#### Extracted material ####
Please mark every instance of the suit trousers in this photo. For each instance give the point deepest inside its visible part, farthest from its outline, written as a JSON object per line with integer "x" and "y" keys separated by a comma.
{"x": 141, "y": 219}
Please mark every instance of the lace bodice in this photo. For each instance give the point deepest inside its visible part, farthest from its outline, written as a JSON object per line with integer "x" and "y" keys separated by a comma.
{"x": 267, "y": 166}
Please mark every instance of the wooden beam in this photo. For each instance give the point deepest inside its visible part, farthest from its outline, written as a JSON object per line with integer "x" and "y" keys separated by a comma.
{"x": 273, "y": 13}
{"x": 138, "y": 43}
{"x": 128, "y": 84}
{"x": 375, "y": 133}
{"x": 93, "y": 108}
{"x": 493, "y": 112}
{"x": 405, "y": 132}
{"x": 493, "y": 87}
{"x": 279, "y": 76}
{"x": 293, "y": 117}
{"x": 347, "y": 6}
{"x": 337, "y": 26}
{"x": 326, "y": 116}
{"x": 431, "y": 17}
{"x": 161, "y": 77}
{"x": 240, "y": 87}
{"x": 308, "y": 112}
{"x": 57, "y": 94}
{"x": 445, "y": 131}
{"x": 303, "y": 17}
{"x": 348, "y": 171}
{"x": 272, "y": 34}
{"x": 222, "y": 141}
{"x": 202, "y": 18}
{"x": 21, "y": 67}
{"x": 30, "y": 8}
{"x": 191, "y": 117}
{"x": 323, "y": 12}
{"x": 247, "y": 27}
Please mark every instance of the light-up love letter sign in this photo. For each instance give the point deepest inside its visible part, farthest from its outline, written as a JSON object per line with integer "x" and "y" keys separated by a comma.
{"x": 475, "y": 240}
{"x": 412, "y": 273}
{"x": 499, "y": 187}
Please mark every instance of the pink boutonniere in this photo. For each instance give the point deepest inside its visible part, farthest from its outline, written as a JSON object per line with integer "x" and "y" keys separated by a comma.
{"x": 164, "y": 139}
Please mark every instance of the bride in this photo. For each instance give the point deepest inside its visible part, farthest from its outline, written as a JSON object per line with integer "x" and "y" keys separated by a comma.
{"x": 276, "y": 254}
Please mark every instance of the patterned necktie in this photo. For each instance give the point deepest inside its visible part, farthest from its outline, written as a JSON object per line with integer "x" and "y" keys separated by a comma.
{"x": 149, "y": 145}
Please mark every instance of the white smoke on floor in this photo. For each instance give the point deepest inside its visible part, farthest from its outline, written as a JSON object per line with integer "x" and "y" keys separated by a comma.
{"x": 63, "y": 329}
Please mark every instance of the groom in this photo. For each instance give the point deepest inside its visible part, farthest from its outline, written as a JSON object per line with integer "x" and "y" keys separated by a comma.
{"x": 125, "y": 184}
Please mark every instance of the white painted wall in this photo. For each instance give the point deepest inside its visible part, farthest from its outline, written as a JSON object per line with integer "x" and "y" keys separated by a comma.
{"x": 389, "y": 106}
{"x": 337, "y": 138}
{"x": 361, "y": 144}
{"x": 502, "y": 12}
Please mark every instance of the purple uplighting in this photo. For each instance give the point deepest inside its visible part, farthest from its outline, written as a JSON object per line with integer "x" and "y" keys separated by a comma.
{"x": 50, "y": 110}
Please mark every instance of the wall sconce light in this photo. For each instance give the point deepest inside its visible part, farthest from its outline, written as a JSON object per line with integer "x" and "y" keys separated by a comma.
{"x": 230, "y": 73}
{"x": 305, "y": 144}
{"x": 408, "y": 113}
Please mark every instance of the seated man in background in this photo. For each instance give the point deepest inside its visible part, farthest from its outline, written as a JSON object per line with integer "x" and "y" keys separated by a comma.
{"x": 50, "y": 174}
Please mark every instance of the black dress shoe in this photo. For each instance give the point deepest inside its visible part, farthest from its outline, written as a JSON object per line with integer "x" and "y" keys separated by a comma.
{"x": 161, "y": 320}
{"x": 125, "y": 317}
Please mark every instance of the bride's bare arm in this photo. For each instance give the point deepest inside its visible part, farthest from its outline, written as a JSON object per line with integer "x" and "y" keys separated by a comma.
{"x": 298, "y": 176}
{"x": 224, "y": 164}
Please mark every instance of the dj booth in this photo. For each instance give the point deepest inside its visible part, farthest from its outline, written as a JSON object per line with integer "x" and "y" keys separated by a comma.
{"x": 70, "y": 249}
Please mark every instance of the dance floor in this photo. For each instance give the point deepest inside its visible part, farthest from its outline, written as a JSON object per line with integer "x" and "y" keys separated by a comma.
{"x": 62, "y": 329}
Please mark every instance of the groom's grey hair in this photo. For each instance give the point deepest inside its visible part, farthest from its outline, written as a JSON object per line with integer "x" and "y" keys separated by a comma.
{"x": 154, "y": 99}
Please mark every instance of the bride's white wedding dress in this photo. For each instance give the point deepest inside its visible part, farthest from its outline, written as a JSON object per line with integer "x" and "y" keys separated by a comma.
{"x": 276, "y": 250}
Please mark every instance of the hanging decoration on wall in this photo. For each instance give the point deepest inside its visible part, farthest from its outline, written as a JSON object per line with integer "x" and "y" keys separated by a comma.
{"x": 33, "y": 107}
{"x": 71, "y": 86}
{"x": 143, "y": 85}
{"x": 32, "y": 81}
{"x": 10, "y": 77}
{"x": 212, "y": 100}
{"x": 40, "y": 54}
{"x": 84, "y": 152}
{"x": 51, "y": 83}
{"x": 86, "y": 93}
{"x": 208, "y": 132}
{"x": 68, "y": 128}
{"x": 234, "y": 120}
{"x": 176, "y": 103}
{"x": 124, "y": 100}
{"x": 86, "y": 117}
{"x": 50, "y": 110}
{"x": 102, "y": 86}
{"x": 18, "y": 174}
####
▸ Prompt:
Whatever appears in the lines above should be copied exactly.

▸ Exercise response:
Please mark every instance of the suit trousers in this photo. For each instance give the point deepest inside its visible part, farthest from its outline, written as a JSON object per line with integer "x" and "y" keys separated by a comma.
{"x": 141, "y": 219}
Please mark every instance of the lace bodice in this photo. For each instance give the point deepest inside its visible part, farthest from its outline, written as a JSON object per line with integer "x" and "y" keys separated by a comma.
{"x": 267, "y": 166}
Please mark every instance of the wooden beam in this photo. For each instance give the point deepest inside its visible part, farthest from its outline, written as a JSON object per line with integer "x" and "y" keys separated by a comma.
{"x": 273, "y": 13}
{"x": 138, "y": 43}
{"x": 128, "y": 84}
{"x": 375, "y": 133}
{"x": 93, "y": 108}
{"x": 493, "y": 112}
{"x": 405, "y": 132}
{"x": 493, "y": 87}
{"x": 279, "y": 76}
{"x": 293, "y": 117}
{"x": 347, "y": 6}
{"x": 337, "y": 26}
{"x": 326, "y": 116}
{"x": 431, "y": 17}
{"x": 161, "y": 77}
{"x": 240, "y": 87}
{"x": 308, "y": 112}
{"x": 57, "y": 94}
{"x": 445, "y": 131}
{"x": 303, "y": 17}
{"x": 348, "y": 171}
{"x": 272, "y": 34}
{"x": 222, "y": 141}
{"x": 202, "y": 18}
{"x": 21, "y": 67}
{"x": 30, "y": 8}
{"x": 191, "y": 117}
{"x": 323, "y": 12}
{"x": 247, "y": 27}
Please mark every instance of the light-up love letter sign in this photo. For each instance give the point deepest inside its visible part, farthest from its outline, written as a JSON object per line with integer "x" and "y" keys separated by a comma.
{"x": 475, "y": 240}
{"x": 412, "y": 273}
{"x": 499, "y": 187}
Please mark every instance of the pink boutonniere in this photo. For each instance give the point deepest inside its visible part, farthest from its outline, written as a JSON object per line with integer "x" and "y" keys separated by a comma.
{"x": 164, "y": 139}
Please mark every instance of the bride in this photo. For each instance give the point deepest inside its visible part, farthest from its outline, written as a JSON object per line with integer "x" and "y" keys separated by a comma.
{"x": 276, "y": 254}
Please mark every instance of the patterned necktie in this photo. For each instance give the point deepest inside its visible part, farthest from its outline, written as a JSON object per line with integer "x" and "y" keys separated by a comma.
{"x": 149, "y": 145}
Please mark every instance of the white smoke on floor in this photo. For each instance give the point deepest inside its visible part, farthest from its outline, written as a JSON object per line with integer "x" and "y" keys separated by a comma.
{"x": 63, "y": 329}
Please mark every instance of the groom in this photo. For each instance give the point deepest inside its visible part, farthest from its outline, written as a JSON object per line with integer "x" and "y" keys separated by a comma.
{"x": 125, "y": 184}
Please mark every instance of the white painted wall in this photo. For each instance give the point deepest inside its visible part, farthest from its outline, written as a JSON object per line with integer "x" and "y" keys separated by a comma.
{"x": 389, "y": 106}
{"x": 337, "y": 138}
{"x": 361, "y": 144}
{"x": 502, "y": 12}
Please mark every instance of the purple uplighting in this photo. For each instance give the point deepest inside its visible part, farthest from its outline, written as a JSON object per line with integer "x" and "y" keys separated by a comma.
{"x": 50, "y": 110}
Please mark every instance of the wall sconce light in this photo. For each instance give the point deepest inside its visible part, farthest from its outline, written as a JSON object per line with integer "x" and "y" keys separated by a comma.
{"x": 230, "y": 73}
{"x": 305, "y": 144}
{"x": 408, "y": 113}
Please mark every instance of the seated man in background in this photo. For each instance give the point deepest inside its visible part, farthest from its outline, written as a JSON object per line with integer "x" and "y" keys separated by a comma.
{"x": 50, "y": 174}
Please mark every instance of the black dress shoe in this photo. For each instance give the point deepest inside its visible part, farthest from its outline, written as a JSON object per line with integer "x" and "y" keys separated by a comma.
{"x": 161, "y": 320}
{"x": 125, "y": 317}
Please mark every instance of the bride's bare arm in this photo. For each instance give the point deepest inside its visible part, farthest from its outline, written as a JSON object per line with integer "x" and "y" keys separated by a comma.
{"x": 298, "y": 176}
{"x": 224, "y": 164}
Please mark every instance of the dj booth in this photo. For each instance give the point deepest inside its visible part, farthest from its outline, written as a JSON object per line with integer "x" and "y" keys separated by a comma.
{"x": 70, "y": 249}
Please mark every instance of the dance floor in this photo. For each instance give the point deepest inside its visible part, farthest from its outline, written as a JSON object per line with integer "x" and "y" keys separated by a comma.
{"x": 62, "y": 329}
Please mark every instance of the groom's grey hair in this photo. For each instance give the point deepest inside its visible part, farthest from its outline, written as a JSON object per line with integer "x" and "y" keys separated by a comma.
{"x": 154, "y": 99}
Please mark every instance of the bride's white wedding dress in this photo. For each instance give the point deepest inside its visible part, farthest from its outline, written as a JSON object per line with integer "x" and "y" keys separated by a comma.
{"x": 276, "y": 250}
Please mark every instance of the hanging decoration on wall in this photo. For each instance give the point deepest inside its visible part, farthest from its outline, written as a JSON object per line with integer "x" and "y" keys separated by a comma.
{"x": 33, "y": 107}
{"x": 71, "y": 86}
{"x": 143, "y": 85}
{"x": 32, "y": 81}
{"x": 10, "y": 77}
{"x": 212, "y": 100}
{"x": 40, "y": 54}
{"x": 84, "y": 152}
{"x": 51, "y": 83}
{"x": 86, "y": 93}
{"x": 208, "y": 132}
{"x": 68, "y": 128}
{"x": 234, "y": 120}
{"x": 176, "y": 103}
{"x": 124, "y": 100}
{"x": 86, "y": 117}
{"x": 50, "y": 110}
{"x": 102, "y": 86}
{"x": 18, "y": 174}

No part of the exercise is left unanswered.